A neck gator I ordered from a different print on-demand site was creepily accurate, though. I could tell how accurate it was because I instantly regretted slapping a pretty below-average selfie on it. I hadn’t worn makeup. I had tried for a neutral expression, but I looked kind of sad or mad. You could see a shadow next to my nose, as well as, faintly, the shadow of my hand holding up the phone to take the selfie.

Nonetheless, this second skin compelled me. My skin crawled, but I still wanted to put on this other skin. Why? I asked some scientists specializing in facial recognition research what made these masks so fascinating.

“Just the phrase ‘I’m going to wear my own face as a mask,’ that’s nightmare-inducing,” said Ben Balas, a psychology professor at North Dakota State University who has studied facial perception. “If I take off my scientist hat for a minute.” I mean, fair enough.

Peter Hancock, a psychology professor at the University of Stirling in Scotland who studies the perception of faces, said that the masks are particularly disconcerting to us because humans are “very sensitive to things being wrong in the face.” Of someone wearing a MOYOF, “It looks a bit like when you’ve seen someone who’s had too much Botox,” he said.

[Natural-language descriptions of regions]
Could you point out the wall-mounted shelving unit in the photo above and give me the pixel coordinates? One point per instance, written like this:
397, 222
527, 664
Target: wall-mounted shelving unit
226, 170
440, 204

- EXERCISE REQUIREMENTS:
a. In the face-mask passage, at which university is Peter Hancock a psychology professor?
b. Decide whether each statement agrees with the face-mask passage, and quote the words that decide it:
(i) The writer wore no makeup in the selfie printed on the neck gator.
(ii) Ben Balas is a psychology professor at the University of Stirling.
(iii) Peter Hancock compares a person wearing a MOYOF to someone who has had too much Botox.

- SOLUTIONS:
a. The University of Stirling in Scotland.

b.
(i) Yes: "I hadn’t worn makeup."
(ii) No: "a psychology professor at North Dakota State University"
(iii) Yes: "It looks a bit like when you’ve seen someone who’s had too much Botox"